START Excerpt
Always choosing the most likely next word (equivalent to temperature approaching zero). Produces predictable but often repetitive text.

Synonyms: greedy decoding

See: Sampling

A generation strategy that tracks multiple possible sequences simultaneously, choosing the best overall path rather than committing to one word at a time.

See: Beam Search

Beam width

How many candidate paths to track during beam search. Beam width 1 is equivalent to greedy search; larger widths explore more possibilities.

See: Beam Search

Truncation strategy

A rule that limits which tokens are eligible for selection before sampling. Examples include top-k (only consider the k most likely) and top-p/nucleus (only consider tokens until cumulative probability reaches p).

See: Sampling

Understanding and meaning

Embedding

A numerical representation of a word. Each row in your bigram grid is that word’s embedding vector—a fingerprint of its usage context.

Synonyms: word vector, embedding vector

See: Word Embeddings

Similarity matrix

A grid showing how similar or different each pair of words is, calculated by comparing their embedding vectors. Words used in similar contexts have similar embeddings.

Synonyms: distance matrix, distance grid

See: Word Embeddings

Attention mechanism

The ability to focus on relevant previous words when making predictions. Context columns are a manual form of attention, letting you consider grammatical categories rather than just the immediately preceding word.

See: Context Columns

Advanced concepts

Fine-tuning

Additional training on specific text to adapt a model for a particular domain or task. Like adding more tallies to your grid from a new text source.

See: LoRA, Synthetic Data

LoRA (Low-Rank Adaptation)

A technique for efficiently fine-tuning models by training a small “adaptation layer” rather than modifying all the original parameters.

See: LoRA

RLHF (Reinforcement Learning from Human Feedback)

A training technique where human preferences guide the model to produce more helpful, harmless, and honest outputs.

See: RLHF

Tool use

The ability of language models to recognise when to call external tools (like calculators or search engines) rather than generating text directly.
END Excerpt
◆ **Required tasks**
a: List every term defined under the "Advanced concepts" heading of the language model glossary.
b: Write the next part of the language model glossary, following on from its final entry.
START Material shown
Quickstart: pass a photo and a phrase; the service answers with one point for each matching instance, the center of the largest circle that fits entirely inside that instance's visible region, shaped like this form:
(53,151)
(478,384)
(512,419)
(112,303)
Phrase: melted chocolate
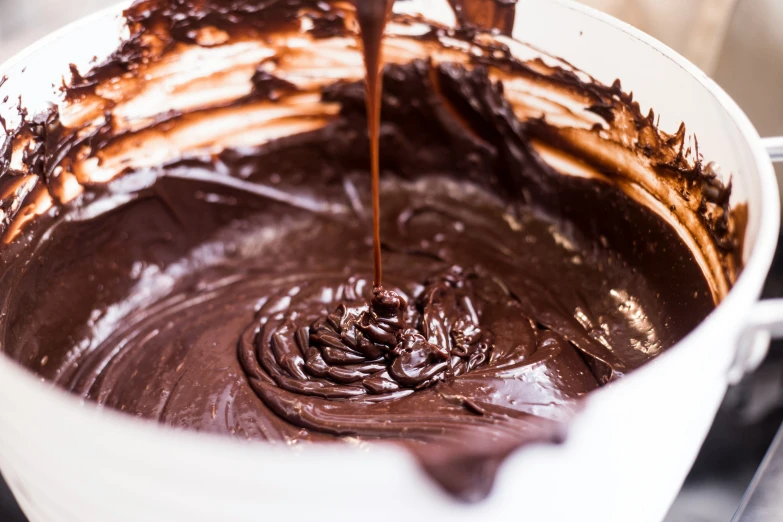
(231,292)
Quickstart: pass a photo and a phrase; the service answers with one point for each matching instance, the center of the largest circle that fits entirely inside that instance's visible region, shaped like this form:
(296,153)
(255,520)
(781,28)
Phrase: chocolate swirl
(384,347)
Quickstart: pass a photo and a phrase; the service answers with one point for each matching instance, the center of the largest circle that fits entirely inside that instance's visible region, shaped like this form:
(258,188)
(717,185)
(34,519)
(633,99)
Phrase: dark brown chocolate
(233,292)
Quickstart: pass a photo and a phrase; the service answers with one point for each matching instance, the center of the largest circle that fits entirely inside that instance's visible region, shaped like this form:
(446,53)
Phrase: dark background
(750,68)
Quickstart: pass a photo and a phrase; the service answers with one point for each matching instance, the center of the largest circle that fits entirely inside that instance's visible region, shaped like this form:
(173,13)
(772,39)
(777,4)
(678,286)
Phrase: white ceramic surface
(624,460)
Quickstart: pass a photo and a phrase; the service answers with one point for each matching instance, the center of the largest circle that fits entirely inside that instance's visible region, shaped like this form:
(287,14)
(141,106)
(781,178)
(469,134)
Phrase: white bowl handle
(766,319)
(775,148)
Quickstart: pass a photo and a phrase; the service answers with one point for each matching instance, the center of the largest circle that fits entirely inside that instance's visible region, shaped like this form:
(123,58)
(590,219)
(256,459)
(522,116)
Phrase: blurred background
(740,44)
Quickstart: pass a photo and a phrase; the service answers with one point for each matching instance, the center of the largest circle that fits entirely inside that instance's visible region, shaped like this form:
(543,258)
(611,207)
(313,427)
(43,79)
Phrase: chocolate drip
(226,287)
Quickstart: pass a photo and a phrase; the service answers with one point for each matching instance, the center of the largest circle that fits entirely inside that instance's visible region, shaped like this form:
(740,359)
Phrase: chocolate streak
(225,287)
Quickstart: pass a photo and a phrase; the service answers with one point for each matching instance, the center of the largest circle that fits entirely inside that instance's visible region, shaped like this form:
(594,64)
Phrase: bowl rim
(744,293)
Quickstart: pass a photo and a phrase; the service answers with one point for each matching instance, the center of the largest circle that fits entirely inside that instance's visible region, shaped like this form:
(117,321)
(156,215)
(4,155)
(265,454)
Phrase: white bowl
(625,458)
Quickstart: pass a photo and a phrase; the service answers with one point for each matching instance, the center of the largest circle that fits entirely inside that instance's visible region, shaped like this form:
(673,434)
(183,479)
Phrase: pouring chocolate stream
(227,288)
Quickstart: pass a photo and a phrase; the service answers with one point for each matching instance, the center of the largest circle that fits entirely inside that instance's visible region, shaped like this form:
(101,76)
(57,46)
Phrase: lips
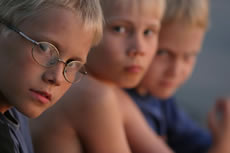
END Material shown
◆ **Answers by item number**
a: Fine-tuning; LoRA (Low-Rank Adaptation); RLHF (Reinforcement Learning from Human Feedback); Tool use

b:
See: Tool Use

Synthetic data

Training data generated by models rather than collected from humans. Can be used to augment training sets or create specialised datasets.

See: Synthetic Data

Hallucination

When models generate plausible-sounding but false information. This happens because models learn patterns, not facts—they predict what text looks like rather than what is true.

Parameters

The numbers stored in the model that encode learned patterns. Each tally mark in your grid is a parameter. Modern models have billions of parameters.

See: Training

Transformer

The neural network architecture used by GPT, Claude, and other modern LLMs. It uses attention mechanisms to process all words in parallel rather than sequentially.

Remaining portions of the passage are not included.